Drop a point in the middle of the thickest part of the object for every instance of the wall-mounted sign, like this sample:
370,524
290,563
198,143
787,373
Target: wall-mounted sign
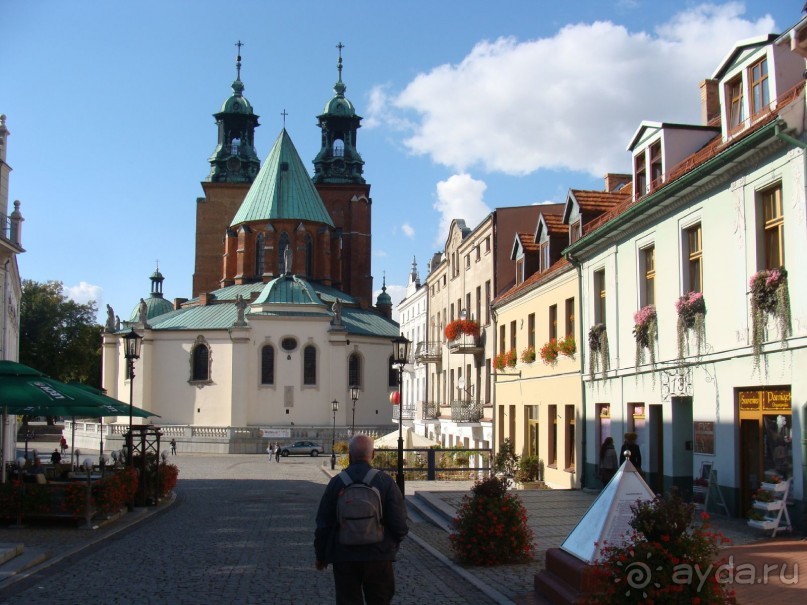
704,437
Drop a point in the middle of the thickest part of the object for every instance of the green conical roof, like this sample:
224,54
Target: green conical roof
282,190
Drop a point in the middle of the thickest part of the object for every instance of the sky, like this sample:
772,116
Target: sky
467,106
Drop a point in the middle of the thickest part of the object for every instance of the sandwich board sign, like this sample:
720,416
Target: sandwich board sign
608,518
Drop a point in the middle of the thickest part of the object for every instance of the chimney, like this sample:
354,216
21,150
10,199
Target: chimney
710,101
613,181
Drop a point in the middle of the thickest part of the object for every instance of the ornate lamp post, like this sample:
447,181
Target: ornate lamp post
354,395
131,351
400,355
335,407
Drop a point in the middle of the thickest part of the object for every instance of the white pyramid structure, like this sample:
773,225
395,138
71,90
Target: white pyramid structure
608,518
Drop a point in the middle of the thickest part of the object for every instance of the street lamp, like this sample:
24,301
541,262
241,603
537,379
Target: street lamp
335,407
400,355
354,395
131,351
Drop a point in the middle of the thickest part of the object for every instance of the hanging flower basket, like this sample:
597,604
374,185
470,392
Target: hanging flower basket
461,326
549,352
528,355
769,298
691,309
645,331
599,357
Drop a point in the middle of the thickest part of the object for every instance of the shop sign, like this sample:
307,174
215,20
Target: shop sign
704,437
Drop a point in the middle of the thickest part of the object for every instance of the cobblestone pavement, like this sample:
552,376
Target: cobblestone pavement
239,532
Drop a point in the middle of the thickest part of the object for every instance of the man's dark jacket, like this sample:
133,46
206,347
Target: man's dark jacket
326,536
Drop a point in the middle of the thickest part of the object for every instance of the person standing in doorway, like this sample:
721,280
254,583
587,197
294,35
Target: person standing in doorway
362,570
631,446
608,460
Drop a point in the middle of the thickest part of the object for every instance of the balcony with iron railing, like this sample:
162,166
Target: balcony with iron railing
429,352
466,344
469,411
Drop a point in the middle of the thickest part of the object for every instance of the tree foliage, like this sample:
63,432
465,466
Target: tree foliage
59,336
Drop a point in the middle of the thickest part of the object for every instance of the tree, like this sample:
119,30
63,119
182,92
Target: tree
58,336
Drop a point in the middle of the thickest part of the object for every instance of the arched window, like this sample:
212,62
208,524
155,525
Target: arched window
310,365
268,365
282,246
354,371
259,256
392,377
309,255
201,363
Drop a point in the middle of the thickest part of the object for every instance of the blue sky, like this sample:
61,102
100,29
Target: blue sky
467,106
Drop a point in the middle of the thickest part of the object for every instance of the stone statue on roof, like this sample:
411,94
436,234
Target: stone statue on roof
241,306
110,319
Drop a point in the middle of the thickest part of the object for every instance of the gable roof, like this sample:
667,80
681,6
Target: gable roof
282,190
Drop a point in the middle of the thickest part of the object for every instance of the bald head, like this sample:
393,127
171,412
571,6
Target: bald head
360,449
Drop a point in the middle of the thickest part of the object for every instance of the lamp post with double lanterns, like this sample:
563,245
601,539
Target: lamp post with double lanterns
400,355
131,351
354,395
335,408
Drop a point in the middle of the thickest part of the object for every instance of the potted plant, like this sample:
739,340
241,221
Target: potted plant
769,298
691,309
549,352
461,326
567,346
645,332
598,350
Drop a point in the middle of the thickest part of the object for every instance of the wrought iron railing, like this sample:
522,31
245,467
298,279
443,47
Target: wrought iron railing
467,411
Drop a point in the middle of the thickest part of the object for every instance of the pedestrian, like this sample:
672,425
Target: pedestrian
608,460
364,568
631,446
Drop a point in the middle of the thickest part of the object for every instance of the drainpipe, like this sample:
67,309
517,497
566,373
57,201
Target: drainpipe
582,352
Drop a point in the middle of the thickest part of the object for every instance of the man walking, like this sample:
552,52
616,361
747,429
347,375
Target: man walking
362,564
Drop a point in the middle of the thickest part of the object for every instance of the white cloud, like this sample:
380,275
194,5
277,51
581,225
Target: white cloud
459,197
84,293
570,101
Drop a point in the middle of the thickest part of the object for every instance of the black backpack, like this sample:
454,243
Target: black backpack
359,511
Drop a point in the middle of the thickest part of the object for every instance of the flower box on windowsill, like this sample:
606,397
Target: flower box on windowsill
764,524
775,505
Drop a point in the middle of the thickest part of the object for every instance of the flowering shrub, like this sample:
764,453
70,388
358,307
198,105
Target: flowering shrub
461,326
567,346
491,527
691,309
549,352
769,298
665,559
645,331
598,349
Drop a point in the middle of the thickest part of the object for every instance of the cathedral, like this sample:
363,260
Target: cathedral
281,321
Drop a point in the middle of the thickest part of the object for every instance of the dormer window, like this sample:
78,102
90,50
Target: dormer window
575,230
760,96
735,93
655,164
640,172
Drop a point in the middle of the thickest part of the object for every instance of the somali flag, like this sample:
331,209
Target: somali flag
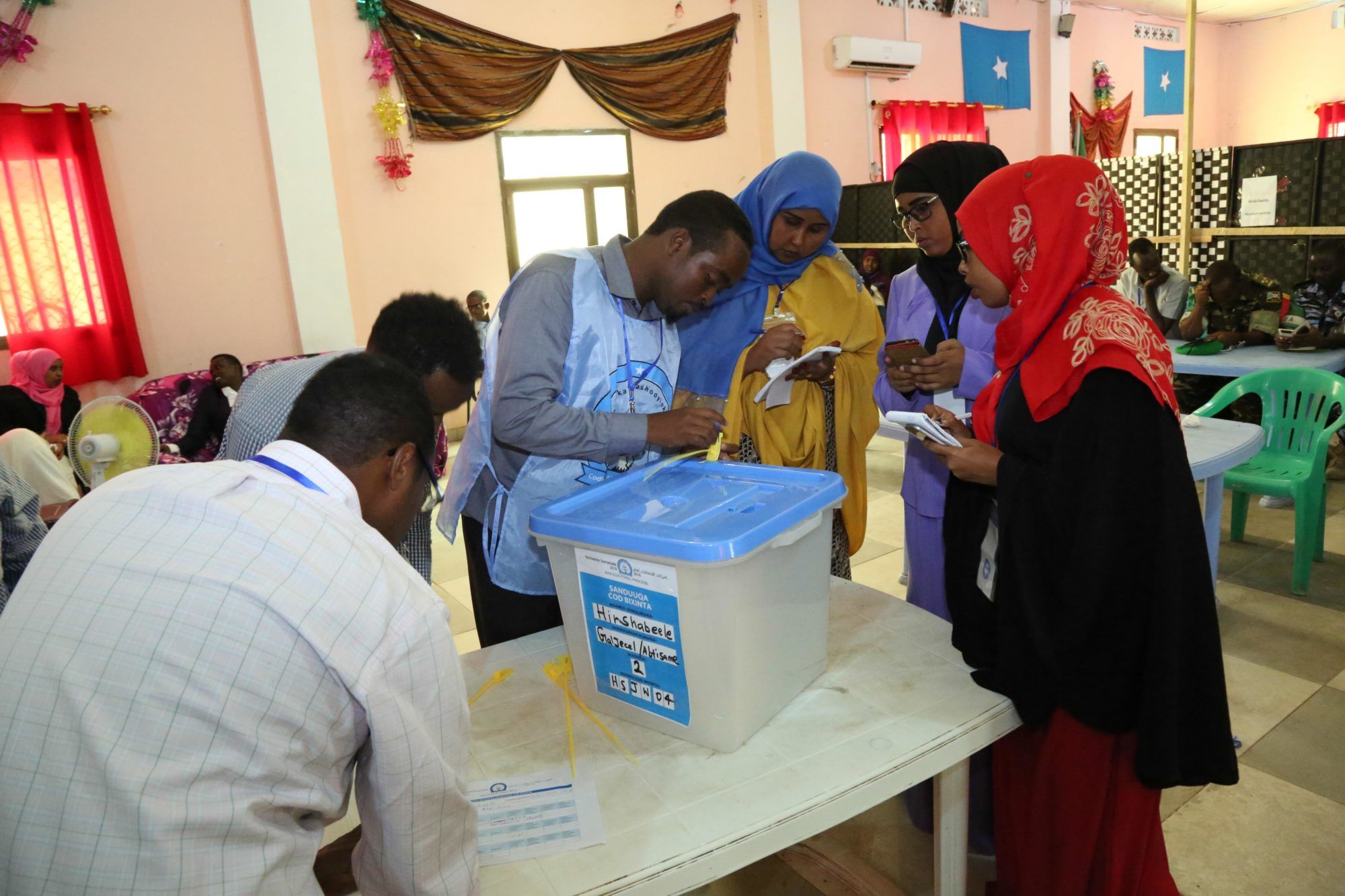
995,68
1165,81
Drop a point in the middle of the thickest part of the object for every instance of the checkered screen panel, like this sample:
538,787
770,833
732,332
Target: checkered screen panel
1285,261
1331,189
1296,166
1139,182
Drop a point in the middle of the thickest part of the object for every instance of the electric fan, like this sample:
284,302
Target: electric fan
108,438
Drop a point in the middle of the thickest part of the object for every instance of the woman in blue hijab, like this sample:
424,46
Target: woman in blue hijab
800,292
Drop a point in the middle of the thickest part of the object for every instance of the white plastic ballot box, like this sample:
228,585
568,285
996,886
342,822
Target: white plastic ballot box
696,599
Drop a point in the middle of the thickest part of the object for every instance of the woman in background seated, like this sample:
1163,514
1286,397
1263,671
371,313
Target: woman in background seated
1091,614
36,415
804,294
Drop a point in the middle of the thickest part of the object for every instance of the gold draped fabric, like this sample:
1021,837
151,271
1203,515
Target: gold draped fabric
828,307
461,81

···

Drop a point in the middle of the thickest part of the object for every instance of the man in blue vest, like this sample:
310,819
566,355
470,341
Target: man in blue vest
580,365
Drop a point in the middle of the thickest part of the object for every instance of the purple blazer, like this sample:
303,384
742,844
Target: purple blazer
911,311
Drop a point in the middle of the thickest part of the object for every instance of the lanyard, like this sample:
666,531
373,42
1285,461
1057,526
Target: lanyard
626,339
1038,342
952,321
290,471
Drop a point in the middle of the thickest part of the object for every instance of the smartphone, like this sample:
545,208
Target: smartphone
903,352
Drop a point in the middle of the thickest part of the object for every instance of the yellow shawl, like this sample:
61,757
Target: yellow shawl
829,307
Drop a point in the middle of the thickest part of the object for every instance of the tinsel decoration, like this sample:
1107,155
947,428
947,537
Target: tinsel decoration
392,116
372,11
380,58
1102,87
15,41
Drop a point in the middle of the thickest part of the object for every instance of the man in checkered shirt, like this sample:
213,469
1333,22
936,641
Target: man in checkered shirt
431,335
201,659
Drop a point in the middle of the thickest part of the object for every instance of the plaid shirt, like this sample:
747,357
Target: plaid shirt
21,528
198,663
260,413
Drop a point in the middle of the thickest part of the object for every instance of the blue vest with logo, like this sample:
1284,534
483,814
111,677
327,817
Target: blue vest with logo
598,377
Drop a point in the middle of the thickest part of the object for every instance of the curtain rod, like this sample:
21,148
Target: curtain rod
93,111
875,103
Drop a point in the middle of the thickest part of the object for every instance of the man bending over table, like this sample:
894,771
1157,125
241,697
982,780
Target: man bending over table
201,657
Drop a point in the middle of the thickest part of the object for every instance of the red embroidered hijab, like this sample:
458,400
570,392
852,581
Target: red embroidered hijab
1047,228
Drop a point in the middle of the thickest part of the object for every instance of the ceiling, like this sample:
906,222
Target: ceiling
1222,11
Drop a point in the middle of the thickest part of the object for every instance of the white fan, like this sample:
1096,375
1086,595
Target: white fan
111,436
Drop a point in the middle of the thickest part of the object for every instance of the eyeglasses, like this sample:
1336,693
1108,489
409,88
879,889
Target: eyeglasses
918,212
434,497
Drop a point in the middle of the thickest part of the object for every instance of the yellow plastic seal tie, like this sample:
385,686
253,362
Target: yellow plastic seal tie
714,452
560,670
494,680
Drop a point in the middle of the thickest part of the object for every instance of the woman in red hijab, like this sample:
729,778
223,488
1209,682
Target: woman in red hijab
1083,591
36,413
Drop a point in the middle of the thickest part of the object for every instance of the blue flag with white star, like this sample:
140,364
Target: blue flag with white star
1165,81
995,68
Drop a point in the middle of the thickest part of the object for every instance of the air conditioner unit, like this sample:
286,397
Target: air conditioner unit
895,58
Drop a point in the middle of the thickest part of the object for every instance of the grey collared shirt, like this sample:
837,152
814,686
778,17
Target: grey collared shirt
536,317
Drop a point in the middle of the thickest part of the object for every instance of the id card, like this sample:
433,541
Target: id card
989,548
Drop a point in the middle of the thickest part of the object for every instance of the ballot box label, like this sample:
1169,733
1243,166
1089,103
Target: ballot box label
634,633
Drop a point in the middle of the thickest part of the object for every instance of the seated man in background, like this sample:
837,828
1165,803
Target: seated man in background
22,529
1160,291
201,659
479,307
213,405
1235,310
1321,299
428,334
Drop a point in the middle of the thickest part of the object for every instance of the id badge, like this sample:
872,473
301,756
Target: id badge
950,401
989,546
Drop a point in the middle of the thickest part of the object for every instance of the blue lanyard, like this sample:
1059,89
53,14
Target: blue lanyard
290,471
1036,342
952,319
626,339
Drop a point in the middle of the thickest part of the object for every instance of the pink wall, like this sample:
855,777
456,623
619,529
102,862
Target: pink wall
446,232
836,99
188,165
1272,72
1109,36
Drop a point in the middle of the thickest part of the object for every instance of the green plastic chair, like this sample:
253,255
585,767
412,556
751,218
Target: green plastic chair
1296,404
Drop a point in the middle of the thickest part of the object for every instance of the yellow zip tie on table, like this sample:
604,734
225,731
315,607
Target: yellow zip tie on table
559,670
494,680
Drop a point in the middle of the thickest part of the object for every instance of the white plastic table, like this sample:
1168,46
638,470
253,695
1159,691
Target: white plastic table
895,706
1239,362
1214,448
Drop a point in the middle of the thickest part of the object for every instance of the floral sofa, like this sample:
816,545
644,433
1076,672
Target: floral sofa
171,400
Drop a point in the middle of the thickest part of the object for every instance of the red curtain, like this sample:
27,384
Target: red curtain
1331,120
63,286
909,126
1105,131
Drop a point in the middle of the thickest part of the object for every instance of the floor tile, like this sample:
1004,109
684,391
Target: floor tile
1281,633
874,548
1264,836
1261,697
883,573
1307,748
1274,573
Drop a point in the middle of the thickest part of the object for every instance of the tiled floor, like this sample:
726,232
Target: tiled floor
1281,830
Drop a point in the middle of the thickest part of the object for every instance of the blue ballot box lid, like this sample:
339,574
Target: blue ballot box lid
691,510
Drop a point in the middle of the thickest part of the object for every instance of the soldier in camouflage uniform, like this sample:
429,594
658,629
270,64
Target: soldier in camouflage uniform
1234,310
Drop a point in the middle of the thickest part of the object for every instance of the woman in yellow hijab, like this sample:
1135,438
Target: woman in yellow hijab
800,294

···

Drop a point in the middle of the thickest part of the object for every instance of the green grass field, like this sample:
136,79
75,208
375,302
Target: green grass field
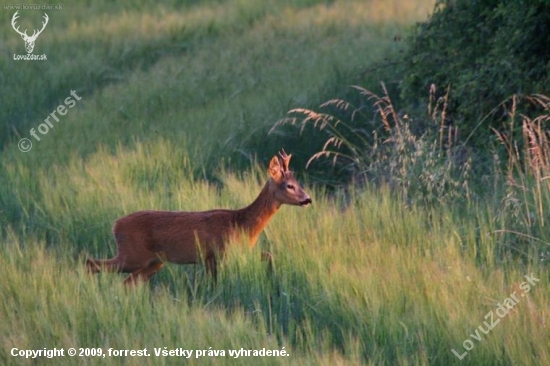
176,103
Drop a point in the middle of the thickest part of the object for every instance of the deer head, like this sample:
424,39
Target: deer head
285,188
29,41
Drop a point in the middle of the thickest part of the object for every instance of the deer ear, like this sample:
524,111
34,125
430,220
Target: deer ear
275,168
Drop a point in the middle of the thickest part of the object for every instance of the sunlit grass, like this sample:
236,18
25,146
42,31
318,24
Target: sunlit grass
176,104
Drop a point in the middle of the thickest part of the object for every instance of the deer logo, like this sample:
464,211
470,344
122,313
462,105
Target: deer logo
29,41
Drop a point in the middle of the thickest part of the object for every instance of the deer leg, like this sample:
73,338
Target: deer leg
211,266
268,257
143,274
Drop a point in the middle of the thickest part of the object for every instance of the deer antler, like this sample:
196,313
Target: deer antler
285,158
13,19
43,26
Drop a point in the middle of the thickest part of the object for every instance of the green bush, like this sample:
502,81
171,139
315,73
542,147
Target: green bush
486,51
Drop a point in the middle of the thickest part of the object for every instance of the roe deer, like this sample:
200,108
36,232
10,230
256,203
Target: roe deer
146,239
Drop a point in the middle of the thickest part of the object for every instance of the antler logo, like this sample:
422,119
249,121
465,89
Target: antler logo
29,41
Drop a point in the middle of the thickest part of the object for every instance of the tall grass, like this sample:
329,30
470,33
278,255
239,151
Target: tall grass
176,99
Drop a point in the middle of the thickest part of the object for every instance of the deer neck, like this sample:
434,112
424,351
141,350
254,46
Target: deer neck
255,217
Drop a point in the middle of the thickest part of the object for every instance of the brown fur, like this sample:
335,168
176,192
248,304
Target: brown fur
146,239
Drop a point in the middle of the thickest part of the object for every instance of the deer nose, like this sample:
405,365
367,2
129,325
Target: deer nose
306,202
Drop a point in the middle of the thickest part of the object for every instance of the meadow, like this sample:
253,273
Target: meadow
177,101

···

→ Task to carry out
Could you set down, word for word, only the lines above from the line with "of the lamp" to the line with "the drainpipe, like", including both?

→ Task output
Drop a point in the middle of the thickest part of the object for every instance of the lamp post with double lanterns, like this sample:
563,245
601,539
Target: lamp post with double lanterns
400,355
131,351
354,395
335,408
Drop a point in the middle of the thickest part of the object for every instance of the potted plant, like this sample:
739,340
241,221
Target: potted plant
769,298
691,309
549,352
461,326
567,346
645,332
598,350
Drop a point in the middle of the thickest part of the object for every instance of the wrought iron railing, like this sample:
522,31
245,467
298,279
443,47
Target: wrought iron railing
467,411
Drop a point in the middle of the thickest part of the object for every instance of the pedestrian, like this sample:
672,425
Target: pedestrian
608,460
364,568
631,446
Drop a point in the middle of the thickest part of the object for every instance of the drainpipe, like this sample:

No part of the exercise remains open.